> **Exercise instructions**
1. Read the statements about the forum thread and decide whether each one agrees with it. For each, answer yes or no and quote the words of the thread that settle it.
(a) gordon 2 names his God as the God of Abraham, Isaac and Jacob.
(b) 660griz says that poverty no longer affects millions of people.
(c) j_seph says that we remember the first three years of our lives.
2. Rewrite the forum thread between "d)My God is" and "in highschool hurt..", inclusive, substituting "mind" for every "consciousness".
3. Pick up the forum thread where it stops and continue it.

> **Supplied passage**

Now that's funny right there...


----------



## gordon 2 (Mar 20, 2017)

bullethead said:


> What god? Where is this god? What evidence from your particular god stands out from all the other gods? What is unique?



a)The God of Abraham, Isaac and Jacob.

b) At both ends of ordered consciousness and inbetween; in the formation of consciousness and will, the sustaining of these and their shoring up . But mostly God is at the end ( outside) of ordered human consciousness. People meet with my God when they seek God or of God due the disorder of life, usually from within a life crisis or simply from seeking God.

c) My God is a savior of the poor due a charity that surveys beyond or outside of what I can understand by myself ( and every body else). Poverty is not only lack of wealth, it  is also despair.

d)My God is the first and the last will known to me that is consistent from the first to the last. I know my God even in the lives of people who might not know of my God. My God is the creator of my consciousness and all that my consciousness can claim as an object from bias to beans.


----------



## 660griz (Mar 21, 2017)

Gaducker said:


> Well yea I guess so but both mine have been a pure pleasure to raise and when my first born went off to college it hurt me like that first love in highschool hurt..
> 
> I have been blessed to have good kids I guess.



Plus, I assume you have evidence they are yours and not the spawn of Satan. You have that going for you...which is nice.


----------



## 660griz (Mar 21, 2017)

gordon 2 said:


> People meet with my God when they seek God or of God due the disorder of life, usually from within a life crisis or simply from seeking God.


 Some of the main reasons religion exists right there.



> My God is a savior of the poor due a charity that surveys beyond or outside of what I can understand by myself ( and every body else). Poverty is not only lack of wealth, it  is also despair.


 Yet, there is still millions of folks in poverty.



> My God is the first and the last will known to me that is consistent from the first to the last. I know my God even in the lives of people who might not know of my God. My God is the creator of my consciousness and all that my consciousness can claim as an object from bias to beans.


 Thanks to where you were born and who you were born to. Lucky you. You could have been stuck with one of those crazy gods.


----------



## j_seph (Mar 21, 2017)

ambush80 said:


> Is there anything else in your life that you believe in prior to having evidence?


That your parents are your parents. We do not remember coming out of the womb, the first time we were held, we really don't remember about the first 3 years of our lives. We have no proof that this man and woman are our actual parents unless we have a paternity test to scientifically prove that they are. How many of our members here have had that test done to verify that your parents are your birth parents? May be a lot of folks here that were adopted when they believed the whole time these were their birth parents.


----------



## ambush80 (Mar 21, 2017)

j_seph said:


> That your parents are your parents. We do not remember coming out of the womb, the first time we were held, we really don't remember about the first 3 years of our lives. We have no proof that this man and woman are our actual parents unless we have a paternity test to scientifically prove that they are. How many of our members here have had that test done to verify that your parents are your birth parents? May be a lot of folks here that were adopted when they believed the whole time these were their birth parents.

> **Extracted entries**

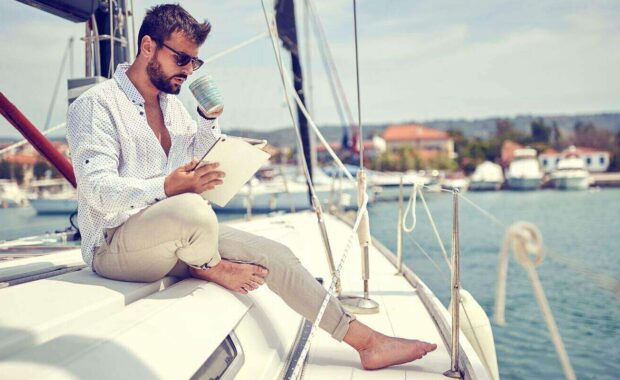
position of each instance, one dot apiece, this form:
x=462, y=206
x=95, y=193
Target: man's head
x=168, y=43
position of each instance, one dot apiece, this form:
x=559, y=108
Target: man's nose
x=188, y=69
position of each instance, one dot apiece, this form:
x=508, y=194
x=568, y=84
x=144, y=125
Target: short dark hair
x=162, y=20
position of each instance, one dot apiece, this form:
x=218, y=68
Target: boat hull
x=484, y=185
x=524, y=183
x=571, y=183
x=54, y=206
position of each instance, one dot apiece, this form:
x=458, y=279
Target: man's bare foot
x=379, y=351
x=240, y=278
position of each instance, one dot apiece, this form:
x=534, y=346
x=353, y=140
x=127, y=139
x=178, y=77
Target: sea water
x=582, y=226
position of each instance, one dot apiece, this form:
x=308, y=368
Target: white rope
x=236, y=47
x=604, y=281
x=411, y=206
x=24, y=142
x=525, y=239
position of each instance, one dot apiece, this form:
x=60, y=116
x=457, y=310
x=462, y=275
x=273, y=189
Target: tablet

> **Numbered answers**
1.
(a) Yes: "The God of Abraham, Isaac and Jacob."
(b) No: "Yet, there is still millions of folks in poverty."
(c) No: "we really don't remember about the first 3 years of our lives."

2.
d)My God is the first and the last will known to me that is consistent from the first to the last. I know my God even in the lives of people who might not know of my God. My God is the creator of my mind and all that my mind can claim as an object from bias to beans.


----------



## 660griz (Mar 21, 2017)

Gaducker said:


> Well yea I guess so but both mine have been a pure pleasure to raise and when my first born went off to college it hurt me like that first love in highschool hurt..

3.
The evidence to prove your kinship to your parents is abundant.  Furthermore, a man claiming "I'm your father" is easy to accept.  It doesn't violate any understood parameters of reality as we know it.  A claim like "God is my father" is a strange claim that is very difficult, maybe impossible to prove.  

Extraordinary claims require extraordinary evidence.  What's your evidence j_seph?


----------



## ambush80 (Mar 21, 2017)

I'll give you a hint.  The answer is "Nothing else in my life is like my faith.  Ultimately, I don't rely on any of the worldly means of proving things real in order to believe.  I just believe first and in doing so I confirm my belief".

Do I understand faith?


----------



## 660griz (Mar 21, 2017)

j_seph said:


> That your parents are your parents.



If they are raising me, they are my parents. Unless I need a liver, biological connection is of no importance.
Although I do get to see the birth certificate. Still not absolute truth but, close enough. (Pool boy?)


----------



## j_seph (Mar 21, 2017)

ambush80 said:


> Is there anything else in your life that you believe in prior to having evidence?


Again, yes you can have blood test, DNA to scientifcally prove they are your Bio Parents. Your question was Is there anything in your life that you believe in prior to having evidence. You have no evidence other than you believe that they are your bio parents.



ambush80 said:


> Extraordinary claims require extraordinary evidence.  What's your evidence j_seph?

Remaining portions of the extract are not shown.